» **To do**
The records should be copied out again with no alteration.

» **Saved data entries**
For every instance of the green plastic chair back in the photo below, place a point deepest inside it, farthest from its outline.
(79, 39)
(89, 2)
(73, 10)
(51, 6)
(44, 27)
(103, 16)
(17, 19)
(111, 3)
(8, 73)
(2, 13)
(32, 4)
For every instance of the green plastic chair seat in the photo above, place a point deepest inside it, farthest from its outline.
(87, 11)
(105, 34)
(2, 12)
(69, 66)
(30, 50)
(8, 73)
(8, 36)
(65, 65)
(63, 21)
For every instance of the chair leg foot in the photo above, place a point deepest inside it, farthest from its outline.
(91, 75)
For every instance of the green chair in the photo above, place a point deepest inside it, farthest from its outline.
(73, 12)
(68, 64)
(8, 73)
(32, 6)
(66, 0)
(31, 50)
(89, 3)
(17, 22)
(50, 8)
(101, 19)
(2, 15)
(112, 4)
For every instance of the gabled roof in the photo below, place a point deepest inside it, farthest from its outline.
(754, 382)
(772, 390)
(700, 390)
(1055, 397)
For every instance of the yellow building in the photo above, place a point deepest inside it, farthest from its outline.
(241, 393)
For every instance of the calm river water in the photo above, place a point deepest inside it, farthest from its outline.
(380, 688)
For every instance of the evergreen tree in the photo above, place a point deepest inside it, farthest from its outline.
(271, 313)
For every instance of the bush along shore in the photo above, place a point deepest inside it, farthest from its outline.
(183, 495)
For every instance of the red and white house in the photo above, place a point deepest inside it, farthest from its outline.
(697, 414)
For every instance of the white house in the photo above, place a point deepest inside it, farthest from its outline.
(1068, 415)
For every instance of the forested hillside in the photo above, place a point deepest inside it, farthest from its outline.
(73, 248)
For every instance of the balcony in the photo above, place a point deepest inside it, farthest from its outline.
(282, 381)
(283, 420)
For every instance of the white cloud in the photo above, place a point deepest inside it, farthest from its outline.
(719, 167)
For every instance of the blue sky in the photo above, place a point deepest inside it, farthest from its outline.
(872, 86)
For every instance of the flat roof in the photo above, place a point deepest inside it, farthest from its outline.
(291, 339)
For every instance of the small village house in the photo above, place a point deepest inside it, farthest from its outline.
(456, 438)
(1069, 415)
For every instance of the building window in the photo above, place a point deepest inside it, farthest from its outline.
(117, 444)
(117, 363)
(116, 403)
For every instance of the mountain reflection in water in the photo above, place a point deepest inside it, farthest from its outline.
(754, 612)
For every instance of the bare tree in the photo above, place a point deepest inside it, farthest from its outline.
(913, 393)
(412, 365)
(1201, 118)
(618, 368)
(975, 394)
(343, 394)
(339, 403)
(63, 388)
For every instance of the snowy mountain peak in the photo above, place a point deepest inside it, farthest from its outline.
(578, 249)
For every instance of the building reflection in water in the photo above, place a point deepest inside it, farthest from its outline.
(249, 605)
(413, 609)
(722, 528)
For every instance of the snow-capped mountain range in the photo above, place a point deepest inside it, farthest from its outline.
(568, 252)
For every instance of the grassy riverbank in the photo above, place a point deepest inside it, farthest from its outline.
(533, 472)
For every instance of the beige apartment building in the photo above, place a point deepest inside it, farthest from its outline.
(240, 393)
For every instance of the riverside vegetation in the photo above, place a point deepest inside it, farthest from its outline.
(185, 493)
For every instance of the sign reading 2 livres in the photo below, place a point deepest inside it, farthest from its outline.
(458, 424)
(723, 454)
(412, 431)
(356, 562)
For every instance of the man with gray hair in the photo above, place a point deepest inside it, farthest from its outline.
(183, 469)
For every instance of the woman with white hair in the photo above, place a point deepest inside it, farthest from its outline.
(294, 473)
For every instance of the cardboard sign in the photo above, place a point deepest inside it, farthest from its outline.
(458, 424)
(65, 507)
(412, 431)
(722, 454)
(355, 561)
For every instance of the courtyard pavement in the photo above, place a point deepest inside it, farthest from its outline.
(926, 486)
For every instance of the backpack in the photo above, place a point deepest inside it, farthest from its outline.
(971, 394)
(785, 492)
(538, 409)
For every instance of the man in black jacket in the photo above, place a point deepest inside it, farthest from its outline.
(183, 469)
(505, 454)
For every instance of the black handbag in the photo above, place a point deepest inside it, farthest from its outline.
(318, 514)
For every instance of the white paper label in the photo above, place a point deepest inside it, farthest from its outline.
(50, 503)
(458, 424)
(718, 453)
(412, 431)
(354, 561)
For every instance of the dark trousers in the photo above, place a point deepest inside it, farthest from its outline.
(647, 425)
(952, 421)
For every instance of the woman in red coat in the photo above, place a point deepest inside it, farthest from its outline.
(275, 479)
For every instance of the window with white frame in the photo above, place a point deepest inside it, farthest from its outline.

» **Output for this exercise**
For every instance of the green plastic chair back in the photo below, place a point deepest inside it, farthest from its outline.
(79, 39)
(89, 2)
(73, 10)
(51, 6)
(44, 27)
(103, 16)
(17, 19)
(111, 3)
(8, 73)
(2, 13)
(32, 4)
For every instance of the green plastic chair seat in the photo above, place a point deepest inside it, farthest from its outline.
(87, 11)
(105, 34)
(2, 12)
(69, 66)
(30, 50)
(8, 73)
(8, 36)
(65, 65)
(63, 21)
For every instance of the chair leg foot in the photo above, place a point deepest inside it, farthest from its outline.
(91, 75)
For every instance of the green chair in the photo above, place a point deepest inside it, farthest from its outline.
(73, 12)
(68, 64)
(8, 73)
(32, 6)
(66, 0)
(31, 50)
(89, 3)
(17, 22)
(50, 8)
(101, 19)
(2, 15)
(112, 4)
For every instance of the gabled roof in the photo below, place a point deepest inside it, farthest from its outline.
(754, 382)
(772, 390)
(700, 390)
(1055, 397)
For every instance of the yellow building in the photo above, place a point deepest inside it, farthest from its outline.
(241, 393)
For every instance of the calm river water in the photo above, place a point deepest inside it, farthest from its outline.
(380, 688)
For every instance of the evergreen tree in the photo above, place a point deepest inside it, farthest from its outline.
(271, 313)
For every instance of the bush along shore in the photo above, place a point deepest inside it, farthest from its outline.
(183, 495)
For every instance of the red and white house in the photo above, place a point deepest inside it, farthest from its outline.
(697, 414)
For every instance of the white house in the photo above, place a point deepest inside it, farthest from its outline.
(1068, 415)
For every instance of the forested hillside in the photo above, place a point deepest inside it, farthest from its outline.
(73, 248)
For every instance of the balcony in the photo above, place a point deepest inside it, farthest from its outline.
(282, 381)
(283, 420)
For every instance of the white cloud in the photo above, place a point deepest inside it, farthest from its outline.
(719, 167)
For every instance of the blue sky in the photo above, place a point deepest inside it, farthest from its outline.
(872, 86)
For every instance of the flat roof in the photo above, place a point deepest inside it, farthest from its outline.
(291, 339)
For every instance of the small village house in the photo above, place a point deepest inside it, farthest from its outline.
(456, 438)
(1069, 415)
For every instance of the building window in the photo above, place a point deepest inside it, farthest from its outline.
(117, 444)
(117, 363)
(116, 403)
For every instance of the mountain reflection in water in the photo above, place a point deepest inside it, farthest from its outline.
(754, 612)
For every instance of the bare tree in the photo above, place a point deepest inside it, farthest from its outline.
(913, 393)
(412, 365)
(1201, 118)
(618, 368)
(975, 394)
(343, 394)
(339, 403)
(63, 388)
For every instance of the snowy mountain peak in the photo above, place a point deepest inside it, farthest from its outline.
(578, 249)
For every instance of the building reflection in water in the photo above, place a point deepest inside it, farthest from its outline.
(249, 605)
(413, 609)
(722, 528)
For every instance of the snow-capped mountain range in the photo above, place a point deepest inside it, farthest from its outline.
(568, 252)
For every instance of the grassy riverbank in the photo above, place a point deepest inside it, farthest from its outline.
(533, 472)
For every instance of the beige apartment building in the photo above, place a point deepest inside it, farthest from its outline.
(240, 393)
For every instance of the riverside vegetation in the photo above, place a point deepest inside it, farthest from its outline.
(185, 493)
For every instance of the sign reading 2 livres in the photo below, place a point deepest inside it, farthest from its outline.
(458, 424)
(723, 454)
(412, 431)
(356, 562)
For every instance of the man with gray hair in the photo above, place a point deepest inside it, farthest from its outline.
(183, 469)
For every instance of the woman with white hair in the photo above, place a point deepest inside it, farthest from its outline.
(294, 473)
For every instance of the cardboard sign in the photo above, place a point deepest inside it, farthest from its outline.
(458, 424)
(65, 507)
(412, 431)
(722, 454)
(355, 561)
For every instance of the courtyard pavement in the photo above, place a point deepest inside it, farthest from its outline.
(926, 486)
For every instance of the backpack in the photo above, place a point deepest inside it, farthest from its outline.
(971, 394)
(785, 492)
(538, 409)
For every instance of the man in black jacket in the photo above, place a point deepest inside it, farthest from its outline.
(183, 469)
(505, 454)
For every instance of the black handbag in the photo above, place a point deepest inside it, farthest from its outline.
(318, 514)
For every instance of the white paper label in the photo above, place a point deepest inside it, farthest from its outline.
(50, 503)
(458, 424)
(718, 453)
(412, 431)
(354, 561)
For every instance of the dark trousers in the photo above, place a point deepest inside it, farthest from its outline.
(647, 425)
(952, 421)
For every instance of the woman in red coat in the photo above, place a point deepest inside it, farthest from its outline.
(275, 479)
For every instance of the window with white frame in the photo above, place a point deepest inside it, farthest from its outline.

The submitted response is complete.